• _Exercise directions_
Rewrite the records below, changing every "keypoint" to "landmark" and leaving everything else untouched.

******

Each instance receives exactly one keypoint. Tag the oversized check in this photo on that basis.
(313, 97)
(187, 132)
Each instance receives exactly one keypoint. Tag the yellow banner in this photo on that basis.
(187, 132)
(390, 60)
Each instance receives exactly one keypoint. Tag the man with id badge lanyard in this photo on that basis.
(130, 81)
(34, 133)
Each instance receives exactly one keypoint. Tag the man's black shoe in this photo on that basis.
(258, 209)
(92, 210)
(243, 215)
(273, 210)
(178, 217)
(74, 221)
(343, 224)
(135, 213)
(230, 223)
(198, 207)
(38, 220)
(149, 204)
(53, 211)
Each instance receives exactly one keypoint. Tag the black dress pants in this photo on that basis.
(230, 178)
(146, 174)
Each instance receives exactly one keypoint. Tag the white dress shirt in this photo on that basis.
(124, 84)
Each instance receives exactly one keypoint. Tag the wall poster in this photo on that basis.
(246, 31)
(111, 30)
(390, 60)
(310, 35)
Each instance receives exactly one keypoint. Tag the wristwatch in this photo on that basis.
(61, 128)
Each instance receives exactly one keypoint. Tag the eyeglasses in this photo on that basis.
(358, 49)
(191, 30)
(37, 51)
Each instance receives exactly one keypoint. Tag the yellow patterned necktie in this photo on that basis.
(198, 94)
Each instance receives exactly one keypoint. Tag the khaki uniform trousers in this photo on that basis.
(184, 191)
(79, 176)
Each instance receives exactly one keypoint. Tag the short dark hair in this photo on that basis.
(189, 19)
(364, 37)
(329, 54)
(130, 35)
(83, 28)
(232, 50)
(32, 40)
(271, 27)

******

• _Result of this task_
Each instance receives exactly one landmark. Tag the oversized check in this photo on that basis.
(313, 97)
(187, 132)
Each instance receives exactly one landmark. Tag the yellow banner in this photo on that basis.
(187, 132)
(390, 60)
Each instance receives exactly one landmark. Tag the man with id badge lanyard in this photo on that basis.
(130, 81)
(34, 133)
Each instance receives exactly one landmark. Tag the man's black shoe in this photo on that basis.
(258, 209)
(92, 210)
(243, 215)
(273, 210)
(178, 217)
(74, 221)
(343, 224)
(135, 213)
(230, 223)
(198, 207)
(38, 220)
(149, 204)
(53, 211)
Each instance receives exactly one landmark. Tag the black dress pants in this photo on that basis.
(230, 178)
(146, 174)
Each instance receives exactly one landmark. Tag the white dress shirt in this photo on that basis.
(124, 84)
Each instance receives exactly one landmark. Tag the wall poster in this photo on that basis.
(246, 31)
(111, 30)
(390, 60)
(310, 35)
Each instance receives exactly one landmark. Tag the wristwatch in this photo on that basis.
(61, 128)
Each instance receives exactly one landmark. Tag the eyeglasses in this photo on that basis.
(358, 49)
(191, 30)
(37, 51)
Each instance receives exactly one landmark. Tag the yellow patterned necktie in this photo on that basis.
(198, 94)
Each instance receives exactly one landmark. Tag the khaki uniform trousers in this photo on that basis.
(184, 191)
(79, 176)
Each instance receives exactly one landmark. Tag the short dark hair in this photo on that basis.
(189, 19)
(364, 37)
(329, 54)
(130, 35)
(83, 28)
(232, 50)
(32, 40)
(271, 27)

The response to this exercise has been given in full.